*** Block opens ***
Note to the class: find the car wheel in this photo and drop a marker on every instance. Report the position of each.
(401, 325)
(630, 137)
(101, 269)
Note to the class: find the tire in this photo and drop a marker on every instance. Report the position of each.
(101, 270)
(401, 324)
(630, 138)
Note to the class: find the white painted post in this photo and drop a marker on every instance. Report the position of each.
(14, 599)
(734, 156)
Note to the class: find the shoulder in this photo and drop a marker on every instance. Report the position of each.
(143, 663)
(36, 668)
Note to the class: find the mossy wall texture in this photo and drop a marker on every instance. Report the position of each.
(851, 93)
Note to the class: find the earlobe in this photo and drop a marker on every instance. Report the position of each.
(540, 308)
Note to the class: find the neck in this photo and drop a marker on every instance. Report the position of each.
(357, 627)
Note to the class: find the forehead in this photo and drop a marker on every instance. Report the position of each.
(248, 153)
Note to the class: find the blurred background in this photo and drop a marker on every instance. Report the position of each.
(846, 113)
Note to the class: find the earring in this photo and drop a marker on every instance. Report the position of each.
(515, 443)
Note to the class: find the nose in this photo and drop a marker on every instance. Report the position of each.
*** Block closes ***
■ **What the exercise asks**: Output the listing exactly. Leave no line out.

■ **Output of the exercise**:
Note to the class: find the car wheel in this photo and drop a marker on every instance. Report the position of each.
(401, 325)
(630, 137)
(101, 269)
Note to the class: find the tire in this photo and drop a marker on every instance. Report the position of each.
(101, 270)
(401, 324)
(630, 138)
Note to the class: find the white painted post in this photo and drop a marker on every instance. Report the position of each.
(14, 599)
(734, 156)
Note to the class: find the shoulder in this photo and drop a marker on every instance. Report the position of each.
(143, 663)
(36, 668)
Note to the class: find the mossy wall texture in this photo and drop a marker on every instance. Report the position of each.
(851, 93)
Note to the class: find the earlobe in this photo and drop a marker on every instance. Report the position of each.
(540, 308)
Note to the class: find the neck in this photo and drop a marker on every instance. Report the position of each.
(357, 627)
Note to the class: find the forehead in this photo and drop a marker on every instance. Report the position of each.
(248, 153)
Note to the class: find the blurred background in this photo and drop a marker on every instance. Report the position of each.
(846, 113)
Note to the class: find the earring in this photo and drop a marker on every instance. Report the position of each.
(515, 443)
Note to the class: find the nose in this photo and drop a marker on every instance. Report the position of each.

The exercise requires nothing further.